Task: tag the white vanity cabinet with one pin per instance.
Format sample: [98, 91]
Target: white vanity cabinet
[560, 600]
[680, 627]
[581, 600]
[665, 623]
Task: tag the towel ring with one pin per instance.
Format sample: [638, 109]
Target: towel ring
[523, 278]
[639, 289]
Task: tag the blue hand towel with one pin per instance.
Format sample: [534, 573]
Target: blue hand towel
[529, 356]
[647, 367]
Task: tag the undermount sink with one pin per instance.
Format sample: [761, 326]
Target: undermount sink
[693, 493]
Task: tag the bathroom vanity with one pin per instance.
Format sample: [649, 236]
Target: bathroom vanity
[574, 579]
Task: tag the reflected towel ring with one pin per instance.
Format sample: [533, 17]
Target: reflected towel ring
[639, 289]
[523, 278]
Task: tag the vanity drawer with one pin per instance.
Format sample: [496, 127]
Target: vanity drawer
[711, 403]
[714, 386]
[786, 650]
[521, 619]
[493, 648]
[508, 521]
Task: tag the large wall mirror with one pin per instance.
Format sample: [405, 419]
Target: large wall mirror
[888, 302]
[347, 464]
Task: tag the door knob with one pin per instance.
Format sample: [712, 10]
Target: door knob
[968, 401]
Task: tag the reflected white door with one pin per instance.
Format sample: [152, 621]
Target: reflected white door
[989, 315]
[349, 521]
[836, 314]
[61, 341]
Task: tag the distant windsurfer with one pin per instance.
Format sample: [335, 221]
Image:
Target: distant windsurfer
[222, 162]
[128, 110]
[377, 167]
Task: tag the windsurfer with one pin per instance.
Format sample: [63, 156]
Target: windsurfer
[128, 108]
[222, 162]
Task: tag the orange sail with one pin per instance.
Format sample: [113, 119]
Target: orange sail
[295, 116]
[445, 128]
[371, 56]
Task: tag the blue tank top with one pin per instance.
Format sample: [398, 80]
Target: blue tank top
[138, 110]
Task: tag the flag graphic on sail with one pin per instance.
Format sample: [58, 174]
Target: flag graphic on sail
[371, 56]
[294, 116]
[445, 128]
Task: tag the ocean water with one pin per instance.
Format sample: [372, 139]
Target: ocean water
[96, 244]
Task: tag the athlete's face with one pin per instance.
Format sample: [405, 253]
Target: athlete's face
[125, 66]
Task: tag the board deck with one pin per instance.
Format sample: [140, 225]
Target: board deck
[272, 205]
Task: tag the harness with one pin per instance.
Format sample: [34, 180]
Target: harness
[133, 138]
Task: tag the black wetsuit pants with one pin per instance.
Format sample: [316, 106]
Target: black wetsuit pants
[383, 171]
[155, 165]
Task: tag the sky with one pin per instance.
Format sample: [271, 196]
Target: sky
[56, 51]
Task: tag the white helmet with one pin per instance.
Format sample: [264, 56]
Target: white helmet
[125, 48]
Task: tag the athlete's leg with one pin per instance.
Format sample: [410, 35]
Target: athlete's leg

+ + + + + + +

◆ WORK TO COMPLETE:
Everything from the line that contains "Format sample: [316, 106]" to the last line of the records, restated word for word, is the required output.

◆ RESULT FOR THIS EXERCISE:
Format sample: [316, 106]
Target: black wetsuit pants
[383, 171]
[155, 165]
Task: tag the sky with one pin per instance.
Format sample: [271, 196]
Target: sky
[56, 51]
Task: tag the white helmet with one pin per instance.
Format sample: [264, 56]
Target: white helmet
[125, 48]
Task: tag the athlete's leg with one pin per instance.
Format sample: [410, 35]
Target: athlete's leg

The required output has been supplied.